Aufgaben.
A. Nennen Sie alle Personen, die im Textauszug über den Stolperstein für Jenny Stucke namentlich erwähnt werden.
B. Beantworten Sie anhand des Textauszugs über den Stolperstein für Jenny Stucke folgende Fragen:
(i) Seit welchem Jahr schreibt die Universität zu Köln ihren Gleichstellungspreis aus?
(ii) Welchen Titel trägt das Lese- und Handbuch für Studentinnen?
(iii) An welcher Adresse in Solingen wurde der Stolperstein verlegt?

═══ Textauszug ═══

Stolperstein für Jenny Stucke geb. Gusyk

Das Lese- und Handbuch für Studentinnen, herausgegeben von der Gleichstellungsbeauftragte der Universität zu Köln, trägt zu Ehren von Jenny deren Nickname Genia als Titel.

Die Universität zu Köln schreibt seit 2009 einen mit jährlich 5000 Euro dotierten Gleichstellungspreis für Projekte innerhalb der Hochschule zur Förderung der Chancengleichheit von Frauen und Männern aus, der mit der Zustimmung ihres im US-Bundesstaat New York lebenden Sohnes den Namen „Jenny-Gusyk-Preis“ erhielt.

Die Stadt Solingen hat durch den Künstler Gunter Demnig in der Wuppertaler Straße 36, ihrem dortigen letzten Wohnsitz, einen Stolperstein verlegen lassen. Stolpersteine für Max und Lydia Gusyk befinden sich in Berlin-Köpenick, Hirschgartenstraße 2.

═══ Rohdaten ═══

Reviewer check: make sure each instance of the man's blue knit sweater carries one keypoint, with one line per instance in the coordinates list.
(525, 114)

═══

Lösungen.
A. Jenny Stucke geb. Gusyk, Gunter Demnig, Max Gusyk, Lydia Gusyk

B.
(i) Seit 2009.
(ii) Genia.
(iii) Wuppertaler Straße 36.